> _ABOUT THIS TASK_
From the line containing "Target: black leather dress shoe" to the end of the listing, copy each line exactly and leave out all others.

> _EXERCISE INPUT_

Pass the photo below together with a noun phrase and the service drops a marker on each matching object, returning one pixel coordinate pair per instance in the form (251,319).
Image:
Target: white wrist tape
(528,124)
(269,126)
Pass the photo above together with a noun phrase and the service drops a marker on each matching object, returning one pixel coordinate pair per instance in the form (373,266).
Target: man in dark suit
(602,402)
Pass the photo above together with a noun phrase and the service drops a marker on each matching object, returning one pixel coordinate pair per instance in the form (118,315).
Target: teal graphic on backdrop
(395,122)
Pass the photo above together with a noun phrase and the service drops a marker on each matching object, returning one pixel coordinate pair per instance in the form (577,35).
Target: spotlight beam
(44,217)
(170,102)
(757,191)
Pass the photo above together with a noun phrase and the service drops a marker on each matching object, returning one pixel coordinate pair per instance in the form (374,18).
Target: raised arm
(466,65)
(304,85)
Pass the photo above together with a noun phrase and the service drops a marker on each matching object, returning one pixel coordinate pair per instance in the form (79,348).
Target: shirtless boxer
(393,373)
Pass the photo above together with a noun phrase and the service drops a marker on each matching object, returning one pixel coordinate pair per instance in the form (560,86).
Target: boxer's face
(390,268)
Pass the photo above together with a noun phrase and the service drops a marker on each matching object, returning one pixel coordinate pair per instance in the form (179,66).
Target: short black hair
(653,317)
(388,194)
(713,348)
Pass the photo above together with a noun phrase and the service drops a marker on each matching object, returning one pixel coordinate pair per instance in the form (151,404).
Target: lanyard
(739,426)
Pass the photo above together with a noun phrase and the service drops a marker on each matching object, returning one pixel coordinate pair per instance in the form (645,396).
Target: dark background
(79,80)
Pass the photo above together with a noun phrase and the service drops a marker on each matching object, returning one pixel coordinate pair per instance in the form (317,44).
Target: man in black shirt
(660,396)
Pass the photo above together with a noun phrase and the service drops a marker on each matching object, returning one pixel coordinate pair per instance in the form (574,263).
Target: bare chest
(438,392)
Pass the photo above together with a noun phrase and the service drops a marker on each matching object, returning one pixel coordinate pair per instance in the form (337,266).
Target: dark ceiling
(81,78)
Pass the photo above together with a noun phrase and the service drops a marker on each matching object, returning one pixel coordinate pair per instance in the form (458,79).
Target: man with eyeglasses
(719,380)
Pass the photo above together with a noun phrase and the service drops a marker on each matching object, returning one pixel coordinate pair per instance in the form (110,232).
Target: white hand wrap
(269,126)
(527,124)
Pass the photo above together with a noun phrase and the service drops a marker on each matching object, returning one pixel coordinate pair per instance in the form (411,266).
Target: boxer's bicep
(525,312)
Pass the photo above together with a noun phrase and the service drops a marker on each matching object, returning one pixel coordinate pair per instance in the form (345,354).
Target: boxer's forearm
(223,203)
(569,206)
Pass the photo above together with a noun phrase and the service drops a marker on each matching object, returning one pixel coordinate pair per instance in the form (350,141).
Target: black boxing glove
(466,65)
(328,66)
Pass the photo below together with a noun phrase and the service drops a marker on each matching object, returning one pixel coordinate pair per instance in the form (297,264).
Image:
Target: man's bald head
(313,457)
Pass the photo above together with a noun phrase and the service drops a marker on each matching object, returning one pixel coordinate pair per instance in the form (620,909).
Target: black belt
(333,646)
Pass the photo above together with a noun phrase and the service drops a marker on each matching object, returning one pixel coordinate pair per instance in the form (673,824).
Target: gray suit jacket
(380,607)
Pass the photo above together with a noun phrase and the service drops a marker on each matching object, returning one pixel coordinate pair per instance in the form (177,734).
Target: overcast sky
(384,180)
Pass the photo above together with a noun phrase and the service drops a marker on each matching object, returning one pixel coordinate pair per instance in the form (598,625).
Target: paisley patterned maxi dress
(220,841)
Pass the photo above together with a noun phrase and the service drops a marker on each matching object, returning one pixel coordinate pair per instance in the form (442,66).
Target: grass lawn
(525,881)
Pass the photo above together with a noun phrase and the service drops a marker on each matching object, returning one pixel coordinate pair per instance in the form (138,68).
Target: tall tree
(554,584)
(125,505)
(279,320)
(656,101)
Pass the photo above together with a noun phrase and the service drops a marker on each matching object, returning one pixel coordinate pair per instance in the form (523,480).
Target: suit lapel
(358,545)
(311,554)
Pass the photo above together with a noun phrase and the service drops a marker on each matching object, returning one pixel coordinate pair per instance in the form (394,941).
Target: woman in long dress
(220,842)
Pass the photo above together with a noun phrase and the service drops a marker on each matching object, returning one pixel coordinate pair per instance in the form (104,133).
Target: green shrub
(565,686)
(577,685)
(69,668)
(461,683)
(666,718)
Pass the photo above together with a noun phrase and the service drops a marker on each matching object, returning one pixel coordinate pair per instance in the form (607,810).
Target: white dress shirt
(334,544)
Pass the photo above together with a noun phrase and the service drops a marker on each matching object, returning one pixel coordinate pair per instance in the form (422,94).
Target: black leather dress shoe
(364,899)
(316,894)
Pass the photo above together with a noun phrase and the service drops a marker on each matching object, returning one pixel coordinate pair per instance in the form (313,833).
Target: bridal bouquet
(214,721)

> _FINISHED EXERCISE_
Target: black leather dress shoe
(364,899)
(316,894)
Pass the photo above together with a noun phrase and the service drops a marker on each matching object, returning one pixel coordinate pair per instance in the form (313,833).
Target: bridal bouquet
(214,721)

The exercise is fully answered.